Return exactly the lines of the data below, from the one that contains "Where can the lion's tail" through the final line, and leave out every picture.

## START SUPPLIED RECORDS

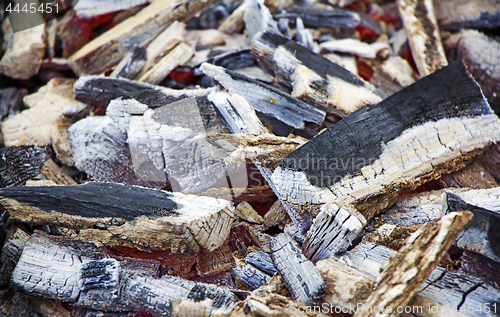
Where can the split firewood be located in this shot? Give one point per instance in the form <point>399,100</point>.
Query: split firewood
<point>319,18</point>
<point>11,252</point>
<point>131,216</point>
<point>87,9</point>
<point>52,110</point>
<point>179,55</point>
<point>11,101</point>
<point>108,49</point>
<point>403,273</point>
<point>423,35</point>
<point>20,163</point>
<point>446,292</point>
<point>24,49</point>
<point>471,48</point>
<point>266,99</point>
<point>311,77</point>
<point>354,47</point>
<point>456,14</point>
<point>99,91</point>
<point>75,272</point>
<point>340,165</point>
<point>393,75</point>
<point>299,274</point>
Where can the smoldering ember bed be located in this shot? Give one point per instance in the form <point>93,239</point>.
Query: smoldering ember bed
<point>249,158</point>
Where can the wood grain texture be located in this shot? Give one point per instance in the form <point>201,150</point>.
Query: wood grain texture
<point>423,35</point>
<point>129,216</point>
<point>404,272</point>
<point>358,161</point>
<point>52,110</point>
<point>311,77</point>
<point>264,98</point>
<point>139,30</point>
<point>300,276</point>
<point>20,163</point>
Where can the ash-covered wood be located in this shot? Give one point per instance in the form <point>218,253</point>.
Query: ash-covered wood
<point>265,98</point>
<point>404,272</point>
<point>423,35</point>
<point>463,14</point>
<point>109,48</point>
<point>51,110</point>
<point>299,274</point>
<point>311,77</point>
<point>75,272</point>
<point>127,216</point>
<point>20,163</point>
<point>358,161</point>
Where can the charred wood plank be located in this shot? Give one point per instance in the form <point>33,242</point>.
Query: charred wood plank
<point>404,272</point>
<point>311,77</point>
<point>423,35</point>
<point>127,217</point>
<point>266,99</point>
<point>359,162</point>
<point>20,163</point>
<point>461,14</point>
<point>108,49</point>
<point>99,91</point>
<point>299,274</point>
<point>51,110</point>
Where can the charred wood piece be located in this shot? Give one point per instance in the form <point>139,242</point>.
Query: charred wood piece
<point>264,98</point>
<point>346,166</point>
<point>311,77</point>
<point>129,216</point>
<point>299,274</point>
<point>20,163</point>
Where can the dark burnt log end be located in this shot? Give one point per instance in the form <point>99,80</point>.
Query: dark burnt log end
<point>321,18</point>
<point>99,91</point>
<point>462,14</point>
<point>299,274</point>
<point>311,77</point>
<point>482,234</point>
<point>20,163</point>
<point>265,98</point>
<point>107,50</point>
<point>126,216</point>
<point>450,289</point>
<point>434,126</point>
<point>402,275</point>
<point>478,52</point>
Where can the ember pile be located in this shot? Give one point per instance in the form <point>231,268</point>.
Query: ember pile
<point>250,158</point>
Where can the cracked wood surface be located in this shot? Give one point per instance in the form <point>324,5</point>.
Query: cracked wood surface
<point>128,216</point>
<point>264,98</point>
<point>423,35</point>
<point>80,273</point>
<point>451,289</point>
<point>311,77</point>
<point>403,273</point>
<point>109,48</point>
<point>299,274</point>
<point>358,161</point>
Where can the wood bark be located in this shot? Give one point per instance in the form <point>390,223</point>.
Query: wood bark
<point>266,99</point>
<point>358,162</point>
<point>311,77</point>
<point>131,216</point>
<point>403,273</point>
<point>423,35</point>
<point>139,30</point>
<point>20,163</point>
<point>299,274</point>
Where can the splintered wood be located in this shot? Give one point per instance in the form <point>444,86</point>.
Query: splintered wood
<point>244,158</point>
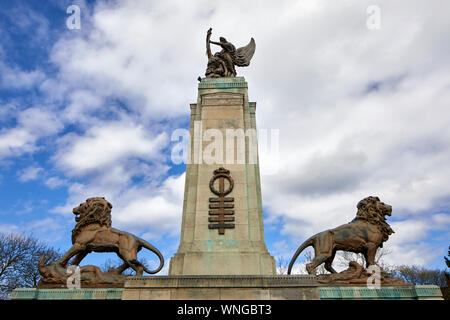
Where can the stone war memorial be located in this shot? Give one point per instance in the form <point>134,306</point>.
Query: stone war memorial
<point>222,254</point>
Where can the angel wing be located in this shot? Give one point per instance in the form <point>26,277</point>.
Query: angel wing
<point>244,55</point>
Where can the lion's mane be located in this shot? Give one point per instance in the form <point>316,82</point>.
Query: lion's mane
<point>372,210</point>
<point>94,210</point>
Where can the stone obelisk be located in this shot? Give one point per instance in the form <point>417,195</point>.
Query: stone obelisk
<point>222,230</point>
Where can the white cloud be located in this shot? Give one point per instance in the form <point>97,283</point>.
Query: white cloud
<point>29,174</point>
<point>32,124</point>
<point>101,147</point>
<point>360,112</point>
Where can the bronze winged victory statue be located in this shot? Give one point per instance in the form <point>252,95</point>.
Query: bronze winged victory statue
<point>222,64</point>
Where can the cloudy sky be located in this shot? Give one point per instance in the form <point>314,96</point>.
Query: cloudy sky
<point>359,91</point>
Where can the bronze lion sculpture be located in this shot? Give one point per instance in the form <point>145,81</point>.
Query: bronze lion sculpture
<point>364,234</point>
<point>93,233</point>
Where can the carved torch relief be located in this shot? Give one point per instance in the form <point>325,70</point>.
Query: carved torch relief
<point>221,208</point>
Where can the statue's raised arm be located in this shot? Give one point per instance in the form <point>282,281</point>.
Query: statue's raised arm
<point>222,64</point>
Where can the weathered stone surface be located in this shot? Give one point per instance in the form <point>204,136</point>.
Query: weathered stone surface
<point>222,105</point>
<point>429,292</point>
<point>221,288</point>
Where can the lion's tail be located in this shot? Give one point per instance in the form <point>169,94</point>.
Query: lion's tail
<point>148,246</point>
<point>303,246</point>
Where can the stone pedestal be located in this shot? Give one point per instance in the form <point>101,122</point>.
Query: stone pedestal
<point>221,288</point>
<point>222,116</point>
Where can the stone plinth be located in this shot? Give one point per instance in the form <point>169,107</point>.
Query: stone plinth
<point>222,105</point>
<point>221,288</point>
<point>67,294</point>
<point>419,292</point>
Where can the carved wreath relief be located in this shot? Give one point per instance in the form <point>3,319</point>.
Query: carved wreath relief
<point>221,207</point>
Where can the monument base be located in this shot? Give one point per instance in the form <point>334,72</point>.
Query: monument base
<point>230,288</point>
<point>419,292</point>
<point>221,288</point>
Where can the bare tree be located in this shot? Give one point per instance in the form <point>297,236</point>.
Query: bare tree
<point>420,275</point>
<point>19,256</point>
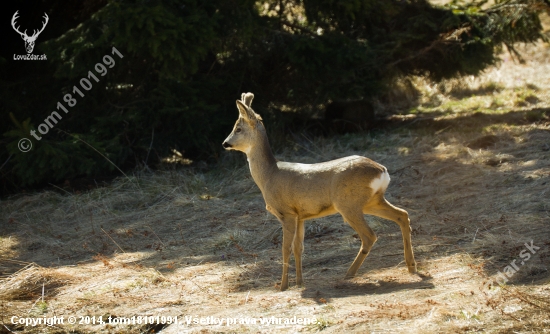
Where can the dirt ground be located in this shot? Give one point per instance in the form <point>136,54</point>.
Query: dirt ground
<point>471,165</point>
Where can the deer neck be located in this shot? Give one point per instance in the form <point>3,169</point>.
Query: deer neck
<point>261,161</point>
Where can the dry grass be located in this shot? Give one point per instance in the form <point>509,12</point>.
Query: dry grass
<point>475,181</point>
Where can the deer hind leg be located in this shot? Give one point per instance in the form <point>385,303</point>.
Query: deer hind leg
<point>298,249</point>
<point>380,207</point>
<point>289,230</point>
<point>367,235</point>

## END SUPPLIED RECORDS

### OUTPUT FOR THIS EXERCISE
Where can the lion's tail be located in this shot? Give one point per instance in the form <point>169,94</point>.
Query: lion's tail
<point>148,246</point>
<point>303,246</point>
Where can the stone pedestal be located in this shot? Give one point per instance in the form <point>101,122</point>.
Query: stone pedestal
<point>221,288</point>
<point>222,116</point>
Where can the stone plinth be located in this shot? Give one point per instance in the form <point>169,107</point>.
Query: stone plinth
<point>222,105</point>
<point>221,288</point>
<point>67,294</point>
<point>419,292</point>
Where can the carved wreath relief be located in this shot? Give one point per instance in the form <point>3,319</point>.
Query: carved wreath relief
<point>221,207</point>
Where can the monument base be located in this shot? Give one point per instance in the form <point>334,72</point>.
Query: monument base
<point>230,288</point>
<point>419,292</point>
<point>221,288</point>
Where can the bare tree be located in this shot? Give one point per instance in the form <point>297,236</point>.
Query: bare tree
<point>420,275</point>
<point>19,256</point>
Where can the dirt ground be located in this shot? Give one point per instance in the form <point>136,54</point>.
Query: dirt ground
<point>471,165</point>
Where can the deer neck be located in this shot? Give one point per instance in the form <point>3,169</point>.
Query: deer neck
<point>261,161</point>
Where can the dry grass be located in this shot? Give one point per instance in the form <point>509,12</point>.
Query: dry grass
<point>475,181</point>
Where can the deer hind leg be located in this shot? Give one point per instance in the form <point>385,303</point>.
Query: deer hind leg
<point>298,249</point>
<point>380,207</point>
<point>289,230</point>
<point>367,235</point>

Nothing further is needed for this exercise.